* The exercise *
Convert every line of the records below into a JSON list of strings, one string per line, with blank lines omitted. Leave the pictures out of the output.
__________________________________________________
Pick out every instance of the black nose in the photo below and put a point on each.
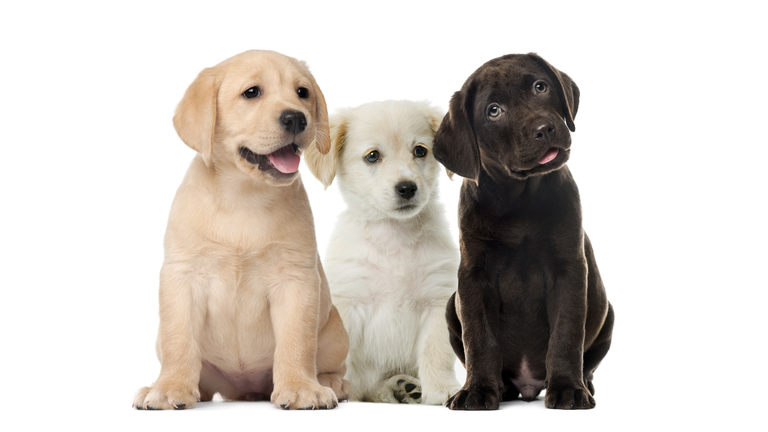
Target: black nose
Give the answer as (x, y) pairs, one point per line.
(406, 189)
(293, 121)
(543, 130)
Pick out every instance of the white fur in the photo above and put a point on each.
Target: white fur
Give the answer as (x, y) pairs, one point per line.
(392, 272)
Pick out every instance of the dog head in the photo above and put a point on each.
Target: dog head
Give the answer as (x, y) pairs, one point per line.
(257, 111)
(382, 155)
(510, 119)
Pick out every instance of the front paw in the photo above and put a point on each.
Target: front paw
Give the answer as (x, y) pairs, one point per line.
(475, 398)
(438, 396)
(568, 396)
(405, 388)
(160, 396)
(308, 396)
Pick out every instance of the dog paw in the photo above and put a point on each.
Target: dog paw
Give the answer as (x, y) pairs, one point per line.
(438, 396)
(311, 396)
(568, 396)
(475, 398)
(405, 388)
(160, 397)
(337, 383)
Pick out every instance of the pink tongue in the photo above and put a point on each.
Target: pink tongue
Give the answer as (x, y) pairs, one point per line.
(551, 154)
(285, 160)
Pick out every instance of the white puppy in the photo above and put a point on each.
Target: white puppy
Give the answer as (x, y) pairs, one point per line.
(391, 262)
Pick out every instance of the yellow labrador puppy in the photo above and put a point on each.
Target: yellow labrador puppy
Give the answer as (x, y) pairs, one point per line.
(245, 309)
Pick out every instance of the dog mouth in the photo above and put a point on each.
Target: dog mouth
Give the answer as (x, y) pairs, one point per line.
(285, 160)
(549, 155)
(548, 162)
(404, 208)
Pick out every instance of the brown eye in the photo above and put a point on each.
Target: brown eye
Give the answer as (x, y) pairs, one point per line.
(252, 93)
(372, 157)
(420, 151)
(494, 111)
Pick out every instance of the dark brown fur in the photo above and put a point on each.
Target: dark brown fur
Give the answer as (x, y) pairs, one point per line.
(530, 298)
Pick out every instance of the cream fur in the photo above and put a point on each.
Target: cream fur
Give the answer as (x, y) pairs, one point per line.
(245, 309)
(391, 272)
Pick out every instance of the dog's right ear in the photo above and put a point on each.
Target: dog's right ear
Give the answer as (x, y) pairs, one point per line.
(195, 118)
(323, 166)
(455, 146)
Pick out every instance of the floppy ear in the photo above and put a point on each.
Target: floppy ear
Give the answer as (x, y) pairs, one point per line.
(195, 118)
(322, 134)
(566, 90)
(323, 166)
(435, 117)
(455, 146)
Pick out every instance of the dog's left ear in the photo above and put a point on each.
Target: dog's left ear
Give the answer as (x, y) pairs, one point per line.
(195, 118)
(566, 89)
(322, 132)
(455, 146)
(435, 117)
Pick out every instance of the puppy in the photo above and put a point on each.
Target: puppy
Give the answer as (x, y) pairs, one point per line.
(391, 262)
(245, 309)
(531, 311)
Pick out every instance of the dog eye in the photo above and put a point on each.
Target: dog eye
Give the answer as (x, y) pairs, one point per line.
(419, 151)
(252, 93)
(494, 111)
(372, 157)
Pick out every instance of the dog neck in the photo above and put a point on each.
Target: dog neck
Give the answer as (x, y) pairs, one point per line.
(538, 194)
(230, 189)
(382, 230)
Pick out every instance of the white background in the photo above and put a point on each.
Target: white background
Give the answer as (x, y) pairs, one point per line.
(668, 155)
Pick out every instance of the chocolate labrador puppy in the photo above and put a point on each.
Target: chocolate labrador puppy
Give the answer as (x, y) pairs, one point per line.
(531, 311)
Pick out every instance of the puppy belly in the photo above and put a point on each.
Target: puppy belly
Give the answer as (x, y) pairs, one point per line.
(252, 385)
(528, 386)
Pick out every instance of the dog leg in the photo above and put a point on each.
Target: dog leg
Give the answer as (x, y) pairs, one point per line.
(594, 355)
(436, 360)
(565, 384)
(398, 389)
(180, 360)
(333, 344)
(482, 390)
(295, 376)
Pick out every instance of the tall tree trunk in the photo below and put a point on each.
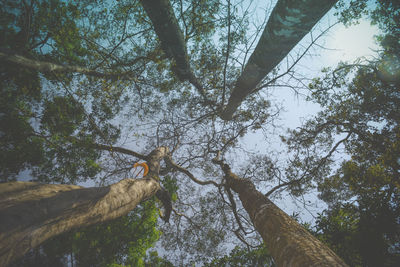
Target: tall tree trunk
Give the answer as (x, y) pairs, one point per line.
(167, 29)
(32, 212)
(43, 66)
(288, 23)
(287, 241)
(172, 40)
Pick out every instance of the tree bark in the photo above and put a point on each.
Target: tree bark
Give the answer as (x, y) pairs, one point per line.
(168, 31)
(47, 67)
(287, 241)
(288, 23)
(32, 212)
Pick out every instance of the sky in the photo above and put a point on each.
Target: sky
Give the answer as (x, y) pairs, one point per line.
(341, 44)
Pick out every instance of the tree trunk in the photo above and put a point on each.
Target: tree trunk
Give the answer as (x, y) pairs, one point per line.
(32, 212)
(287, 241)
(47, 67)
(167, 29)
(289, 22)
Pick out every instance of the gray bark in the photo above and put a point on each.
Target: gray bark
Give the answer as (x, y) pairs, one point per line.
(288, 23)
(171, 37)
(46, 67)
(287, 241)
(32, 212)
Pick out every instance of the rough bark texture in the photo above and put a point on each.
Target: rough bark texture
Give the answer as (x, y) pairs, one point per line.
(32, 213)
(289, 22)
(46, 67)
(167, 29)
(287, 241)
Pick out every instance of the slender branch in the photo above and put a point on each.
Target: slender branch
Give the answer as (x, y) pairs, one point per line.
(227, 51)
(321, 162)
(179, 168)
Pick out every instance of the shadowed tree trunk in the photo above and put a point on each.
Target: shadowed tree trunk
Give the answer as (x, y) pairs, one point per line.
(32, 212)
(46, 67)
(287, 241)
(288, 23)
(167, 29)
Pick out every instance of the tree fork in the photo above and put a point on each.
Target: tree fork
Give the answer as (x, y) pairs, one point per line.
__________________________________________________
* Task output *
[
  "Pick out every instance of the black nose in the photo below and put a point on each.",
  "Target: black nose",
  "Give the answer as (x, y) pairs, one point per line.",
  "(406, 189)",
  "(293, 121)",
  "(543, 130)",
  "Pick out every instance of the white fur in the photo above and put a point on each.",
  "Target: white fur",
  "Give the answer as (x, y) pairs, one point per line.",
  "(392, 272)",
  "Pick out every instance of the dog head in the photo above and put a point on each.",
  "Target: dog head",
  "Give the answer as (x, y) pairs, one point per line.",
  "(257, 111)",
  "(382, 155)",
  "(510, 119)",
  "Pick out every instance of the front paw in the photo above and put a point on each.",
  "Target: front paw",
  "Give the answer as (x, y) pairs, one point per line.",
  "(475, 398)",
  "(438, 396)",
  "(568, 396)",
  "(405, 388)",
  "(160, 396)",
  "(308, 396)",
  "Pick out every instance of the dog paw in the photo above and put a point on each.",
  "Target: dog paw",
  "Give the answer as (x, y) pairs, one point per line.",
  "(438, 396)",
  "(311, 396)",
  "(568, 396)",
  "(475, 398)",
  "(405, 388)",
  "(160, 397)",
  "(337, 383)",
  "Pick out every instance of the pink tongue in the photo above and put a point on each.",
  "Target: pink tongue",
  "Give the answer as (x, y) pairs, one point per line.",
  "(551, 154)",
  "(285, 160)",
  "Pick out every instance of the white puppy in the photo above and put a point on each.",
  "Target: white puppy",
  "Give the answer as (x, y) pairs, one point per line.",
  "(391, 262)",
  "Pick out every instance of the yellow labrador puppy in the photo above and put a point on each.",
  "Target: yellow labrador puppy",
  "Give the answer as (x, y) pairs, one point per line.",
  "(245, 309)",
  "Pick out every instance of the dog mouth in the photo above and put a point on each.",
  "Target: dog mouth",
  "Give the answer as (x, y) pairs, one point per line.",
  "(285, 160)",
  "(549, 155)",
  "(548, 162)",
  "(404, 208)",
  "Pick out every instance of the brown eye in the photo above and put a point on each.",
  "Target: brown eye",
  "Give the answer as (x, y) pairs, one point per line.",
  "(252, 93)",
  "(372, 157)",
  "(420, 151)",
  "(494, 111)",
  "Pick out every instance of the dark brown fur in the photo above and put a point on each.",
  "Target: dark brown fur",
  "Give the answer as (x, y) pairs, one point per line.",
  "(530, 298)",
  "Pick out every instance of the cream fur in the photo above and put a point on each.",
  "Target: cream fur",
  "Give the answer as (x, y) pairs, one point per line.",
  "(245, 309)",
  "(391, 272)",
  "Pick out every instance of the dog's right ear in the photo above and put a point on each.",
  "Target: dog's right ear",
  "Give the answer as (x, y) pairs, one point per line.",
  "(195, 118)",
  "(323, 166)",
  "(455, 146)",
  "Pick out every instance of the floppy ear in the photo above and put a point on each.",
  "Target: floppy ear",
  "Give the answer as (x, y) pairs, one point per line.",
  "(195, 118)",
  "(322, 134)",
  "(566, 90)",
  "(323, 166)",
  "(435, 117)",
  "(455, 146)",
  "Pick out every instance of the dog's left ear in the photo above and put a point on each.",
  "Target: dog's left ear",
  "Give the answer as (x, y) pairs, one point per line.",
  "(195, 118)",
  "(566, 89)",
  "(322, 132)",
  "(455, 146)",
  "(435, 117)",
  "Pick out every instance of the puppy in the photo above and put a point on each.",
  "Target: puppy",
  "Give the answer as (x, y) pairs, one point per line.",
  "(391, 262)",
  "(245, 309)",
  "(531, 311)",
  "Pick out every instance of the dog eye in the photo above and put a point on each.",
  "Target: dog eye",
  "Give the answer as (x, y) pairs, one point per line.",
  "(419, 151)",
  "(252, 93)",
  "(494, 111)",
  "(372, 157)",
  "Pick out every instance of the dog neck in the photo above and put a point on each.",
  "Target: dog neck",
  "Give the answer as (x, y) pairs, one point per line.",
  "(538, 194)",
  "(230, 189)",
  "(382, 230)",
  "Pick out every instance of the white background in the photo above and put a point on each.",
  "Target: white background",
  "Give the answer as (x, y) pairs, one point per line.",
  "(668, 155)",
  "Pick out every instance of the chocolate labrador puppy in the photo above and put a point on each.",
  "Target: chocolate labrador puppy",
  "Give the answer as (x, y) pairs, one point per line.",
  "(531, 311)",
  "Pick out every instance of the puppy belly in the photo above and put a point on each.",
  "Target: puppy belly",
  "Give the answer as (x, y) pairs, one point per line.",
  "(252, 385)",
  "(528, 386)",
  "Pick out every instance of the dog leg in the photo above and put a point on each.",
  "Target: dog leg",
  "Give the answer as (x, y) pairs, one point per line.",
  "(594, 355)",
  "(436, 360)",
  "(565, 384)",
  "(398, 389)",
  "(180, 360)",
  "(333, 344)",
  "(482, 390)",
  "(295, 376)",
  "Pick out every instance of the tall tree trunk in the photo below and put a point on each.",
  "Target: tall tree trunk",
  "Give the answer as (x, y) pairs, one point per line.",
  "(167, 29)",
  "(32, 212)",
  "(43, 66)",
  "(288, 23)",
  "(287, 241)",
  "(172, 40)",
  "Pick out every instance of the tree bark in the photo above and put a point on each.",
  "Target: tree bark",
  "Give the answer as (x, y) pairs, one point per line.",
  "(168, 31)",
  "(47, 67)",
  "(287, 241)",
  "(288, 23)",
  "(32, 212)",
  "Pick out every instance of the sky in the photo above and put a point on each.",
  "Target: sky",
  "Give the answer as (x, y) pairs, one point per line.",
  "(341, 44)",
  "Pick out every instance of the tree trunk in the photo above and put a point on each.",
  "Target: tree trunk",
  "Give the answer as (x, y) pairs, one point per line.",
  "(32, 212)",
  "(287, 241)",
  "(47, 67)",
  "(167, 29)",
  "(289, 22)",
  "Pick out every instance of the gray bark in the photo above and put a point on each.",
  "Target: gray bark",
  "Give the answer as (x, y) pairs, one point per line.",
  "(288, 23)",
  "(171, 37)",
  "(46, 67)",
  "(287, 241)",
  "(32, 212)",
  "Pick out every instance of the rough bark texture in the photo above and put a point on each.",
  "Target: rough bark texture",
  "Give the answer as (x, y) pairs, one point per line.",
  "(32, 213)",
  "(289, 22)",
  "(46, 67)",
  "(167, 29)",
  "(287, 241)",
  "Pick out every instance of the slender branch in the photo above and put a point on each.",
  "Target: slender branch",
  "Give the answer as (x, y) pairs, one point per line.",
  "(227, 51)",
  "(321, 162)",
  "(179, 168)",
  "Pick out every instance of the shadowed tree trunk in the photo above and put a point on each.",
  "Target: shadowed tree trunk",
  "Give the answer as (x, y) pairs, one point per line.",
  "(32, 212)",
  "(46, 67)",
  "(287, 241)",
  "(288, 23)",
  "(167, 29)",
  "Pick out every instance of the tree fork in the photo above and put a point on each.",
  "Target: tree fork",
  "Give the answer as (x, y) pairs, one point per line."
]